Daily market intelligence on mortgages, equity raising, investment sales, and CMBS.

Tuesday, 09 January 2018

The CMBX Trade Against Retail: Has it Paid Off?

Since early last year, a number of opportunistic investors have sought to profit from the expected demise of the physical retail sector. Has the best paid off?

Commercial Real Estate Direct Staff Report

Since early last year, a number of opportunistic investors have sought to profit from the expected demise of the physical retail sector.

They invested in credit-default swaps against subordinate bonds in certain CMBX derivative indices that are tied to CMBS deals with healthy concentrations of loans against shopping malls and retail centers.

The trade gained notoriety last February, when spreads for the BBB- and BB rated components of the indices went through a massive widening. They continued to widen almost steadily until recently. That alone indicates the trade, particularly if executed early, has paid off nicely.

## RECORDED DATA
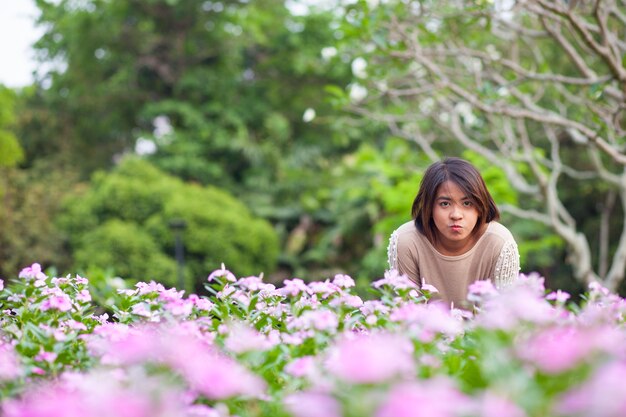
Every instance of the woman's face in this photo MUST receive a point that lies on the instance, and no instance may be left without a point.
(455, 216)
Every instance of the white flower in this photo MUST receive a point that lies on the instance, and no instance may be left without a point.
(309, 115)
(145, 147)
(359, 66)
(329, 52)
(357, 92)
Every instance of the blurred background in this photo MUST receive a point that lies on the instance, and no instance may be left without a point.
(157, 139)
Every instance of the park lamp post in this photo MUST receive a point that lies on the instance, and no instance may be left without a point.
(177, 226)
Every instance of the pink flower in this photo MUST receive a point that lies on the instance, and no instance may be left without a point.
(372, 306)
(222, 273)
(393, 279)
(293, 287)
(251, 283)
(325, 288)
(520, 302)
(44, 356)
(352, 301)
(313, 404)
(218, 378)
(9, 363)
(83, 296)
(430, 398)
(201, 303)
(432, 318)
(559, 296)
(80, 280)
(493, 405)
(180, 308)
(374, 358)
(149, 287)
(559, 349)
(481, 290)
(603, 395)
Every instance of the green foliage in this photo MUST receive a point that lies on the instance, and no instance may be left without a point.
(128, 248)
(31, 200)
(11, 152)
(122, 220)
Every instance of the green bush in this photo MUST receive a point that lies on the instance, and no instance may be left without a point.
(122, 221)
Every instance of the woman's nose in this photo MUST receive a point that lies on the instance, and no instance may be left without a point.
(456, 212)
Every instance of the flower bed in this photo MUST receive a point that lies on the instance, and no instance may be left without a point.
(308, 350)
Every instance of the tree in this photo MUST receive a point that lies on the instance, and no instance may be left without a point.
(537, 87)
(122, 221)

## TASKS TO COMPLETE
(1) According to the CMBX retail article, when did the trade gain notoriety?
(2) Duplicate the stretch of the CMBX retail article from "Daily market intelligence" through "best paid off?".
The lines are separate material, unconnected to the CMBX retail article.

## COMPLETED EXERCISE
(1) Last February, when spreads for the BBB- and BB rated components of the indices went through a massive widening.

(2)
Daily market intelligence on mortgages, equity raising, investment sales, and CMBS.

Tuesday, 09 January 2018

The CMBX Trade Against Retail: Has it Paid Off?

Since early last year, a number of opportunistic investors have sought to profit from the expected demise of the physical retail sector. Has the best paid off?